* [Document section]
::::

Lawyer Writes Stupid Brief, Fifth Circuit Lets Him Know

Lawyer tries to get cute in his briefing and gets mocked hard.

smack slap benchslap benchslapsHonestly, this isn’t so much a benchslap as a targeted killing. Like a snarky little assassin, Judge Edward Prado modeled his two-page opinion — for a panel that included Judge Leslie Southwick and Judge James Graves Jr. — to mirror the contrived, superfluous opening of the motion at hand and left it bleeding on the floor.

This is just brutal.

Chad Flores of Beck Redden was probably trying to have a little fun when he kicked off his motion with the imagined transcript of a lawyer and client discussing the case. It’s hokey and entirely unnecessary, but sometimes a routine motion needs a little something to jazz it up. For the record, this is not the little something he should have gone with. For there’s a time and a place for light-hearted antics like this and “on appeal before the Fifth Circuit” apparently isn’t it. Here’s what he wrote:

Sometimes, in deciding a case, the Court ought to put itself “into the shoes of the attorney” before it. Williams v. Dallas Area Rapid Transit, 256 F.3d 260, 261 (5th Cir. 2001) (Smith, J., dissenting from denial of rehearing en banc). Consider the conversation that naturally flows from the Court’s opinion here:

Lawyer ……. I regret to inform you that the court of appeals affirmed.

::::

* [Provided records]
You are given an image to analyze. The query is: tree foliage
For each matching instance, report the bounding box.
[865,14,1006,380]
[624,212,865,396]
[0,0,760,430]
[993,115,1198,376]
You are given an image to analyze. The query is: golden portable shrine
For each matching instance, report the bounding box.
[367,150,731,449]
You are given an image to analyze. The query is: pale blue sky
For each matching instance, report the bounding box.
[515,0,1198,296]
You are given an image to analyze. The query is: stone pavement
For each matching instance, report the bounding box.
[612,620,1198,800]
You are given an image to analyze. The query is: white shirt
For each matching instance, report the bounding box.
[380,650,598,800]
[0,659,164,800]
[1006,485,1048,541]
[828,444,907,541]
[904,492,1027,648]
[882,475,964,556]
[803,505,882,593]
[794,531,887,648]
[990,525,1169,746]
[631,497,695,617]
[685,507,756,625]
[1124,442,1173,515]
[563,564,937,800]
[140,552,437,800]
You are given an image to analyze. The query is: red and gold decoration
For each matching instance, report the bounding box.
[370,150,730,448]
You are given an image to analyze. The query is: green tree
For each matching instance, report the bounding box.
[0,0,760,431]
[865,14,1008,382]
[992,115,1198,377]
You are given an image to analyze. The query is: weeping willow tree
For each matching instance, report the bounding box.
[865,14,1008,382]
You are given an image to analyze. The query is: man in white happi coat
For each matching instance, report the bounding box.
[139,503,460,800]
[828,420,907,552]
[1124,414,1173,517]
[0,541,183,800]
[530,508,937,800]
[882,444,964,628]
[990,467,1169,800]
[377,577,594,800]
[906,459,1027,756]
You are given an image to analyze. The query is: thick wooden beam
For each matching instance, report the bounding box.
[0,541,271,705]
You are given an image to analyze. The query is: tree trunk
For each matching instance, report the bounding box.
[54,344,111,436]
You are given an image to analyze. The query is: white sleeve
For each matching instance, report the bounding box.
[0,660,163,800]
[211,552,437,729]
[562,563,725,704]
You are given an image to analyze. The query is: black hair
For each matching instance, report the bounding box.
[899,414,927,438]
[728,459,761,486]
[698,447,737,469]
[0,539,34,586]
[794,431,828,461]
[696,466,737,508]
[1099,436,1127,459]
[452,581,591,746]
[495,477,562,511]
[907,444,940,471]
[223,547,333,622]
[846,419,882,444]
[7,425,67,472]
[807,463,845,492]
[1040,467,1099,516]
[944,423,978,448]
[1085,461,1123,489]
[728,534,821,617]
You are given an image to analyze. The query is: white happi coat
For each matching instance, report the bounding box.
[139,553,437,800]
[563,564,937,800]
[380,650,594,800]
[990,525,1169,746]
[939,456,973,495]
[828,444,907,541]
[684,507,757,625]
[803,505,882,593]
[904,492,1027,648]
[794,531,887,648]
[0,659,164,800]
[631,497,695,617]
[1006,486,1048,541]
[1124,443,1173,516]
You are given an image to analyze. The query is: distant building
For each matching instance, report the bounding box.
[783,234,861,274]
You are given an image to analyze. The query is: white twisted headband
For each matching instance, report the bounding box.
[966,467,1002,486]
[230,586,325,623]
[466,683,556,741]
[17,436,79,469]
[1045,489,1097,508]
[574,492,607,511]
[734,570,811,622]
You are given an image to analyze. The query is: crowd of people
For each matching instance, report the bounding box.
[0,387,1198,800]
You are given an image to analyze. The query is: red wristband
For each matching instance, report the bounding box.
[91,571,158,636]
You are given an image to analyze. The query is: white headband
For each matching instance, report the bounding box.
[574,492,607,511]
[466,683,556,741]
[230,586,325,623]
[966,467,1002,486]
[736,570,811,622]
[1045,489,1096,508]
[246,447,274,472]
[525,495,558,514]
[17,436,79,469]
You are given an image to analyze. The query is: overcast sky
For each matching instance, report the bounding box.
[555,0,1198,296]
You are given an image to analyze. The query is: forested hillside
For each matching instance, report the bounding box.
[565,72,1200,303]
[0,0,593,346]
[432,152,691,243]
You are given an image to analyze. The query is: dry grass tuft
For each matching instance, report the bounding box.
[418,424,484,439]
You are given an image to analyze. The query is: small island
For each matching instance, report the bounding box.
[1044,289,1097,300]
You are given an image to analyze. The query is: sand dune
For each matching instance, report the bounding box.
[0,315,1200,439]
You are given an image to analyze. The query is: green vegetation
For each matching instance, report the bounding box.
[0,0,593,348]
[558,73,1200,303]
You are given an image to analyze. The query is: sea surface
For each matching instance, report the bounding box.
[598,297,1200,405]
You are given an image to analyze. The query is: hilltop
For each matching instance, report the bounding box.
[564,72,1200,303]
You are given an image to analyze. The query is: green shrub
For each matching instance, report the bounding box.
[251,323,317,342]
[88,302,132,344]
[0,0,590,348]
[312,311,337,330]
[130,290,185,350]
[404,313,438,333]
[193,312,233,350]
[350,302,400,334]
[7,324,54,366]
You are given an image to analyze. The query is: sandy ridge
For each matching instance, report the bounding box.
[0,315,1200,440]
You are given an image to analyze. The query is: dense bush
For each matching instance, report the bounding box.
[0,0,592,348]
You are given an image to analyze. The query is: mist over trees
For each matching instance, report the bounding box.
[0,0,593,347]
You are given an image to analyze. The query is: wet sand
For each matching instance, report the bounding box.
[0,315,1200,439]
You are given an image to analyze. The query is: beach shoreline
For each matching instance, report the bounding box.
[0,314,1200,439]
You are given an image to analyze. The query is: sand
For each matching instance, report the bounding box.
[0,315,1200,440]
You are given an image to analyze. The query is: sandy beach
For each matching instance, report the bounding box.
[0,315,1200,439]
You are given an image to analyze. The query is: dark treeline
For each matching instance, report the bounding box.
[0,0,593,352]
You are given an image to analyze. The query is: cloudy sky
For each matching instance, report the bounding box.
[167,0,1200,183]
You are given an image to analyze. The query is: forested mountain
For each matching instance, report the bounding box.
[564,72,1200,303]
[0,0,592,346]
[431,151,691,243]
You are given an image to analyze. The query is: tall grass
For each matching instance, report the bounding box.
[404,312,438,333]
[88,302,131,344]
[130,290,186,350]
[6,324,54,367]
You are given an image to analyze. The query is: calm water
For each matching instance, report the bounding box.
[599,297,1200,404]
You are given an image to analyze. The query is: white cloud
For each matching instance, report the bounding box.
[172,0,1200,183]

::::

* [The request]
What does the post about the lawyer mocked by the Fifth Circuit say, in two sentences?

* [Final result]
Chad Flores of Beck Redden opened a motion with an imagined transcript of a lawyer and client discussing the case, which the post calls hokey, entirely unnecessary, and out of place on appeal before the Fifth Circuit. Judge Edward Prado, writing a two-page opinion for a panel with Judges Leslie Southwick and James Graves Jr., modeled it to mirror that opening, a response the post describes as brutal.